PROBLEM DESCRIPTION: Update the material below by replacing every "Target" with "Label", and give all of its lines again with nothing else changed.

· · · ·

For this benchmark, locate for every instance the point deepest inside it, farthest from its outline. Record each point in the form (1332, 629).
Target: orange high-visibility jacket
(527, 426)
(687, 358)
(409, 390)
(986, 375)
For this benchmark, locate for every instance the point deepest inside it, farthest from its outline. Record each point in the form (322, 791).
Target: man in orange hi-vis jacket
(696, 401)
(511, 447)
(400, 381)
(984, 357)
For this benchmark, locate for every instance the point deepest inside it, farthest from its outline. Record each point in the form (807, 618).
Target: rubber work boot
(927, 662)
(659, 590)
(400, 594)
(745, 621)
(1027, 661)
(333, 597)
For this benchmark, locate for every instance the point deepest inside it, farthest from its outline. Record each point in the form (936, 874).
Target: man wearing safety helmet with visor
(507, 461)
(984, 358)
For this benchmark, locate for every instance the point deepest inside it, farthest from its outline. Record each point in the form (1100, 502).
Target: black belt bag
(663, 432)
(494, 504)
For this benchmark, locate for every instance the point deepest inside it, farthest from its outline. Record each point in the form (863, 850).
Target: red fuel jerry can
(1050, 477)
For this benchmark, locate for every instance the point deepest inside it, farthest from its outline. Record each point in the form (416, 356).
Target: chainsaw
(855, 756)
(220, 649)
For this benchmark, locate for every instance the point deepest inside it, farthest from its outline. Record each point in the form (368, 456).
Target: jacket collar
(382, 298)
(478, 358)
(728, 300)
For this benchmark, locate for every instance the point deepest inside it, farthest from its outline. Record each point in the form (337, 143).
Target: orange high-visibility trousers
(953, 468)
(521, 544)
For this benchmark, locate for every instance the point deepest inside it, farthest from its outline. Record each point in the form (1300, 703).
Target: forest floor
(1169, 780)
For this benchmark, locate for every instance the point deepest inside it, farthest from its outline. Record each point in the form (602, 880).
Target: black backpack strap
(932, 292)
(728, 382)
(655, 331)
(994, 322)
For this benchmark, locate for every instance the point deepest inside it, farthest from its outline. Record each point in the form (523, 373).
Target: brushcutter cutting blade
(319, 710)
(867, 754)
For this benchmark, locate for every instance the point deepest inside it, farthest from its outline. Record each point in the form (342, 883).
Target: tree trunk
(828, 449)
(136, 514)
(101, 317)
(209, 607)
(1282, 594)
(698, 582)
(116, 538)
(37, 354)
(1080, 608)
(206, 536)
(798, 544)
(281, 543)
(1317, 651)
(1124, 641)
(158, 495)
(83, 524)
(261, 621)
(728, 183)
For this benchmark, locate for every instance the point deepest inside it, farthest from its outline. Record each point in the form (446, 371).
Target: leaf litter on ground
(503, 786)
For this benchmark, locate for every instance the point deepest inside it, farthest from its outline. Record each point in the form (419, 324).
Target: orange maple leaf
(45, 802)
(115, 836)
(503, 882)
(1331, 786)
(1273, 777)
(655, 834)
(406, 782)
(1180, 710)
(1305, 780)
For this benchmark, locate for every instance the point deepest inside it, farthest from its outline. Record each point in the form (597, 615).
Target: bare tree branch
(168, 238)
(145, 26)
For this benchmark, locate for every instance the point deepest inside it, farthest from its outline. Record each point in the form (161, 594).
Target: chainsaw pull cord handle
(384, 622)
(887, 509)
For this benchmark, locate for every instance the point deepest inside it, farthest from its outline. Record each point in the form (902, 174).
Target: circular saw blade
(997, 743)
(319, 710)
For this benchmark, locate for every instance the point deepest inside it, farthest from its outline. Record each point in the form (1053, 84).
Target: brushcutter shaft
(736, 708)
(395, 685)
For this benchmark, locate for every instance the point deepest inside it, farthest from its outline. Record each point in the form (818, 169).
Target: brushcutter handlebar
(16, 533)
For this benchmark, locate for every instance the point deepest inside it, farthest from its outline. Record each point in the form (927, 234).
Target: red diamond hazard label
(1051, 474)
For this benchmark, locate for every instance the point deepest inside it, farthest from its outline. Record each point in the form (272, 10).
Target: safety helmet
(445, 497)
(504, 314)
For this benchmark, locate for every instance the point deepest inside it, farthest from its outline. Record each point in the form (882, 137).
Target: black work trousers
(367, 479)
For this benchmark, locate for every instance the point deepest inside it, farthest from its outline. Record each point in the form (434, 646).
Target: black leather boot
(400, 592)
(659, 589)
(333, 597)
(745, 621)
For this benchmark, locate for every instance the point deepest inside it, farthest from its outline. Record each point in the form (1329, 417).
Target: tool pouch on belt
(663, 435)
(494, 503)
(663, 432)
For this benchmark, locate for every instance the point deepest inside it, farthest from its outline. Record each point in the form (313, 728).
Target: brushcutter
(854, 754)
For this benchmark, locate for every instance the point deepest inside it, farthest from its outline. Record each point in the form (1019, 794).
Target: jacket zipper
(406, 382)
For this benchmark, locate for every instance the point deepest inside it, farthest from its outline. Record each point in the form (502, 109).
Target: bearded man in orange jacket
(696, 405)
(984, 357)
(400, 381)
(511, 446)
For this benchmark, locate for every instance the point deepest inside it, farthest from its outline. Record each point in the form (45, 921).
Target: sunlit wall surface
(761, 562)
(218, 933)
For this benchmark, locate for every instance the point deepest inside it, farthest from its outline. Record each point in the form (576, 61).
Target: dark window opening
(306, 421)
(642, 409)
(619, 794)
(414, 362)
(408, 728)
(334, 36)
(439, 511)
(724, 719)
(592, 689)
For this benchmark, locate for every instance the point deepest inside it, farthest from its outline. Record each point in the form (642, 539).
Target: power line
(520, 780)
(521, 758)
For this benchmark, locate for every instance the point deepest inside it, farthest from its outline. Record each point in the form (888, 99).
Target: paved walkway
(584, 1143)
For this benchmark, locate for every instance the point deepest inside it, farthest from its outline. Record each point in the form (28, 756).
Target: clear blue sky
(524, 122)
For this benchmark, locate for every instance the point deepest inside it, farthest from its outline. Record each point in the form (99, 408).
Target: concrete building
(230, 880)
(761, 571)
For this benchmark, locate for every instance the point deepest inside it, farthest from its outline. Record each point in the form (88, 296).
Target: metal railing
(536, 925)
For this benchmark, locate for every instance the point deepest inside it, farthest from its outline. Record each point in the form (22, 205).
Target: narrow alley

· · · ·

FULL ANSWER:
For this benchmark, locate for every instance the point deepest inside it, farthest from its outline. Record each point in the form (1332, 629).
Label: orange high-visibility jacket
(527, 426)
(687, 358)
(409, 390)
(986, 375)
For this benchmark, locate for every instance the point deepest inside it, farthest from its outline. Record each point in the form (322, 791).
Label: man in orange hi-vis jacket
(696, 401)
(511, 447)
(400, 381)
(984, 357)
For this benchmark, locate for every instance the point deepest inside it, farthest from its outline. Record each point in the form (807, 618).
Label: rubber work boot
(927, 662)
(659, 590)
(400, 594)
(745, 621)
(1027, 661)
(333, 597)
For this benchmark, locate for every instance the point deepest inside it, farthest from its outline. Record each point in the form (936, 874).
Label: man wearing safety helmet with visor
(507, 461)
(984, 358)
For this benchmark, locate for every instance the point deepest inside it, farthest from its outline. Record each point in the form (1100, 502).
Label: black belt bag
(663, 432)
(494, 504)
For this benchmark, locate for every instance the point deepest inside it, farthest from its outline. Record each point in the form (863, 850).
Label: red fuel jerry can
(1050, 477)
For this benchmark, locate for every instance the point deepest inside it, farthest from its outline. Record each point in the form (416, 356).
Label: chainsaw
(855, 756)
(220, 649)
For this benchmark, locate for every instance the point deepest inside it, farthest from its outline. Record each point in the form (368, 456).
Label: jacket collar
(382, 298)
(478, 358)
(728, 300)
For this benchmark, locate for every instance the point deepest inside it, farthest from its outline. Record each point in the form (337, 143).
Label: orange high-visibility trousers
(953, 468)
(521, 544)
For this benchmark, locate for every instance the point deepest inside it, farthest from its outline. Record each point in the form (1300, 703).
Label: forest floor
(1169, 780)
For this benchmark, locate for every instance the point deepest inside it, farthest from its outline. Record each point in the form (602, 880).
Label: black backpack strap
(932, 292)
(728, 382)
(655, 331)
(994, 322)
For this benchmark, locate for every instance the point deepest inside it, farthest from its outline. Record each point in the form (523, 373).
Label: brushcutter cutting blade
(319, 710)
(867, 754)
For this benchmark, locate for every instance the point deepest inside it, farthest from its outline. Record each point in the form (342, 883).
Label: tree trunk
(828, 449)
(136, 514)
(101, 317)
(209, 607)
(1282, 594)
(698, 582)
(116, 538)
(37, 354)
(1080, 608)
(206, 536)
(798, 544)
(281, 543)
(1317, 651)
(1124, 641)
(158, 495)
(83, 524)
(261, 621)
(728, 183)
For this benchmark, locate for every instance the point deepest inside it, farthest from its outline. Record each point in the form (446, 371).
Label: leaf litter on ground
(503, 786)
For this benchmark, locate for every instance the point deepest inside it, farthest from its outline. Record each point in the form (419, 324).
Label: orange maple leaf
(45, 802)
(115, 836)
(503, 882)
(1331, 786)
(1273, 777)
(655, 834)
(406, 782)
(1180, 710)
(1305, 780)
For this benchmark, locate for every instance the point deepest inside it, farthest from its outline. Record each point in the form (597, 615).
Label: bare tree branch
(168, 238)
(145, 26)
For this benchmark, locate for every instance the point deepest inside it, farthest from its outline. Record each point in the form (161, 594).
Label: chainsaw pull cord handle
(384, 622)
(887, 509)
For this benchmark, locate for every instance the point deepest inside it, farthest from its outline. Record each point in the form (902, 174).
Label: circular saw blade
(997, 743)
(319, 710)
For this benchmark, locate for every instance the point deepest inside it, farthest from its outline. Record each point in the form (1053, 84).
Label: brushcutter shaft
(736, 708)
(395, 685)
For this benchmark, locate for every instance the point deepest inside it, farthest from its outline. Record each point in the form (818, 169).
Label: brushcutter handlebar
(16, 533)
For this benchmark, locate for every instance the point deepest inside it, farthest from its outline. Record each point in the form (927, 234).
Label: red diamond hazard label
(1051, 474)
For this benchmark, locate for every instance the point deepest inside it, farthest from its outline. Record each point in the form (272, 10).
Label: safety helmet
(445, 497)
(504, 314)
For this benchmark, locate for every instance the point deepest inside it, farthest from its outline. Record each point in the form (882, 137).
Label: black work trousers
(367, 479)
For this benchmark, locate for every instance the point deepest inside it, farthest from its outline. Record each point in the form (434, 646).
Label: black leather boot
(400, 592)
(659, 589)
(333, 597)
(745, 621)
For this benchmark, locate for every instance the point deepest inside it, farthest from its outline. Record each point in the form (1329, 417).
Label: tool pouch on belt
(663, 435)
(494, 503)
(663, 432)
For this benchmark, locate for every instance the point deepest inside it, farthest from its outline. Record each point in the form (313, 728).
Label: brushcutter
(854, 754)
For this benchmark, locate for every instance the point deepest inside it, farthest from its outline. Record each point in the form (1019, 794).
Label: jacket zipper
(406, 382)
For this benchmark, locate for every instance the point deepest inside it, farthest from its outline. Record each point in the form (502, 109).
Label: bearded man in orange jacket
(696, 405)
(984, 357)
(400, 381)
(511, 446)
For this benchmark, locate for every instance the point deepest inside it, farthest from its outline. Record each point in the form (45, 921).
Label: sunlit wall surface
(761, 562)
(218, 933)
For this benchmark, locate for every instance the point deepest inside it, farthest from its outline. Record each point in the form (576, 61).
Label: dark window opening
(306, 421)
(642, 409)
(619, 794)
(414, 362)
(408, 728)
(334, 36)
(439, 511)
(724, 719)
(592, 689)
For this benchmark, locate for every instance the point deepest inside it, farthest from its outline. Record each point in the form (642, 539).
Label: power line
(520, 780)
(521, 758)
For this benchmark, locate for every instance the point deepest inside it, farthest from its outline. Record each point in the form (888, 99).
Label: paved walkway
(584, 1143)
For this benchmark, locate for every instance the point deepest inside it, farthest from its outline. Record each point in the form (28, 756).
Label: clear blue sky
(524, 122)
For this benchmark, locate for every instance the point deepest inside it, farthest from its outline. Record each point in the form (99, 408).
Label: concrete building
(230, 880)
(761, 571)
For this benchmark, locate for every instance the point deepest inside it, farthest from its outline. Record each point in the form (88, 296).
Label: metal railing
(536, 925)
For this benchmark, locate for every instance the point deepest inside it, farthest from its outline. Record each point in the form (22, 205).
Label: narrow alley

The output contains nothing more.